EXERCISE INSTRUCTIONS: The stretch wanted below opens at the line containing "box: [0, 28, 104, 57]" and closes at the line containing "rough mask: <svg". Please return it exactly, with no other lines.
*** Opening PROVIDED ENTRIES ***
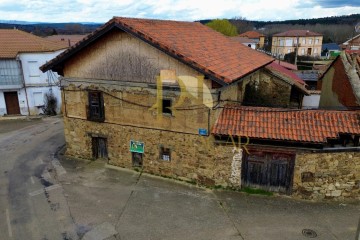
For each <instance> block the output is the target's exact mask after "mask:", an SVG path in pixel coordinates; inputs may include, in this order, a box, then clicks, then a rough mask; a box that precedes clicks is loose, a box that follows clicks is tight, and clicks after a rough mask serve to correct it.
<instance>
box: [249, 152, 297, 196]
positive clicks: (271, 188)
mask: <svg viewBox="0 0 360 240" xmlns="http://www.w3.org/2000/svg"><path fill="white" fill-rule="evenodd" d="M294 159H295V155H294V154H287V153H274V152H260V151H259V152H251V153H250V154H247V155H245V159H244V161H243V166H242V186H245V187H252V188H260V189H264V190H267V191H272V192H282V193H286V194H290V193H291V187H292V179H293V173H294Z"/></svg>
*** Closing PROVIDED ENTRIES ***
*** Opening PROVIDED ENTRIES ***
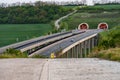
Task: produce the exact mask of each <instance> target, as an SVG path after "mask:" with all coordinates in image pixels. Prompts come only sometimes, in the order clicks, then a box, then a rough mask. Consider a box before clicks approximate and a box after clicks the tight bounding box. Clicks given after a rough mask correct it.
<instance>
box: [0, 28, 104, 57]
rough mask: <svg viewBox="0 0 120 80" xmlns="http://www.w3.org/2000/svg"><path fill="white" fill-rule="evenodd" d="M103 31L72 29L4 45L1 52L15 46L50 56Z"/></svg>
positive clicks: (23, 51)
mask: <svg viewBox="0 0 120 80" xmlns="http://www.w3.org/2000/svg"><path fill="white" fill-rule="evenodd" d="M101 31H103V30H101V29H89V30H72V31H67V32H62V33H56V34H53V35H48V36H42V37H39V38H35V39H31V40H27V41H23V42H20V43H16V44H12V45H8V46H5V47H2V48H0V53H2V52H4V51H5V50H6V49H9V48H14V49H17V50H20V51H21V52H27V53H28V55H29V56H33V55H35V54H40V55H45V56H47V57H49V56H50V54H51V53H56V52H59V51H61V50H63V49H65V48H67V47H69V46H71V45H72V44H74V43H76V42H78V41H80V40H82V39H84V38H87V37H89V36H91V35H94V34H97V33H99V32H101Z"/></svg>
*** Closing PROVIDED ENTRIES ***
ANSWER BELOW:
box: [0, 28, 104, 57]
rough mask: <svg viewBox="0 0 120 80" xmlns="http://www.w3.org/2000/svg"><path fill="white" fill-rule="evenodd" d="M103 31L72 29L4 45L1 52L15 46L50 56Z"/></svg>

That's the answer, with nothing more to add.